**EXERCISE BRIEF:** Rescale the items from the line that contains "One point marks each instance of the leaf" through the line that contains "x=145, y=56", and write out only those lines again, requests included. Multiply every x and y coordinate in the answers by 2.1 and round to whole numbers, with halves rounded up.
[start PROVIDED DATA]
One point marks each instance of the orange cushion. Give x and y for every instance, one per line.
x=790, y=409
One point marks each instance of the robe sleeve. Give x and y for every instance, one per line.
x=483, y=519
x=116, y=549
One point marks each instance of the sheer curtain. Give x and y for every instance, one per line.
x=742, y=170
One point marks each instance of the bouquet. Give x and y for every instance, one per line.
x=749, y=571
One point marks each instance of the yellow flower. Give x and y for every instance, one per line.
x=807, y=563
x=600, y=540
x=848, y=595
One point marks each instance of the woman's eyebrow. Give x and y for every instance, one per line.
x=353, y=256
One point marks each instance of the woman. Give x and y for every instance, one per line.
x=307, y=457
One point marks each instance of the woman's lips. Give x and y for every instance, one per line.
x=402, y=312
[end PROVIDED DATA]
[start PROVIDED DATA]
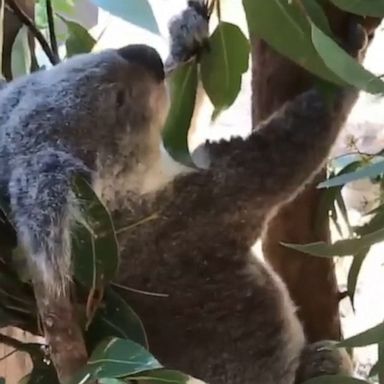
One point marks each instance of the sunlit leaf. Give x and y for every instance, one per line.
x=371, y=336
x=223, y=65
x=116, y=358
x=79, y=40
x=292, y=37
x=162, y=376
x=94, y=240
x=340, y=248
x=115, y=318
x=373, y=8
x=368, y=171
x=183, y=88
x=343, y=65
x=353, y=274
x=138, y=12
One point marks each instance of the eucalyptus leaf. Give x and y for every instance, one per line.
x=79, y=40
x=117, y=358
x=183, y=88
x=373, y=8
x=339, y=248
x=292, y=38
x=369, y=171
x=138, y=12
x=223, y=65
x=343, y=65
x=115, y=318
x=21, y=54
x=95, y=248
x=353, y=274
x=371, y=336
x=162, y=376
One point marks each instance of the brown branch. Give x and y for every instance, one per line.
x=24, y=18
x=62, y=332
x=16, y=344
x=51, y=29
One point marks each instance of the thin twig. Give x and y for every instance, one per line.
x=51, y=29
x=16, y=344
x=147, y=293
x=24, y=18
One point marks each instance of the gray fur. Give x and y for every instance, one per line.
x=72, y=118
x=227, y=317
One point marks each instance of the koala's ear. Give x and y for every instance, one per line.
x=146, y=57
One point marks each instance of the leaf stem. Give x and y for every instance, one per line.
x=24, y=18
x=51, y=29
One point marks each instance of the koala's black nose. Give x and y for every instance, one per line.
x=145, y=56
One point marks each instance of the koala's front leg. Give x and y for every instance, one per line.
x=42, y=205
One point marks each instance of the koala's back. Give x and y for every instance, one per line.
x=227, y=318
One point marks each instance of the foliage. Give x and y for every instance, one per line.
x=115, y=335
[end PROVIDED DATA]
[start PROVIDED DATA]
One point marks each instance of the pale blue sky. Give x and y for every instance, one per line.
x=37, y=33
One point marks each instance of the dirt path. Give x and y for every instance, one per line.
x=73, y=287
[end PROVIDED DATA]
**THE REPLY:**
One point marks each instance of the leaf stem. Give x and y for every instance, one per line.
x=50, y=38
x=107, y=61
One point marks each instance of the koala's black nose. Give x and y for every instance, one per line.
x=305, y=118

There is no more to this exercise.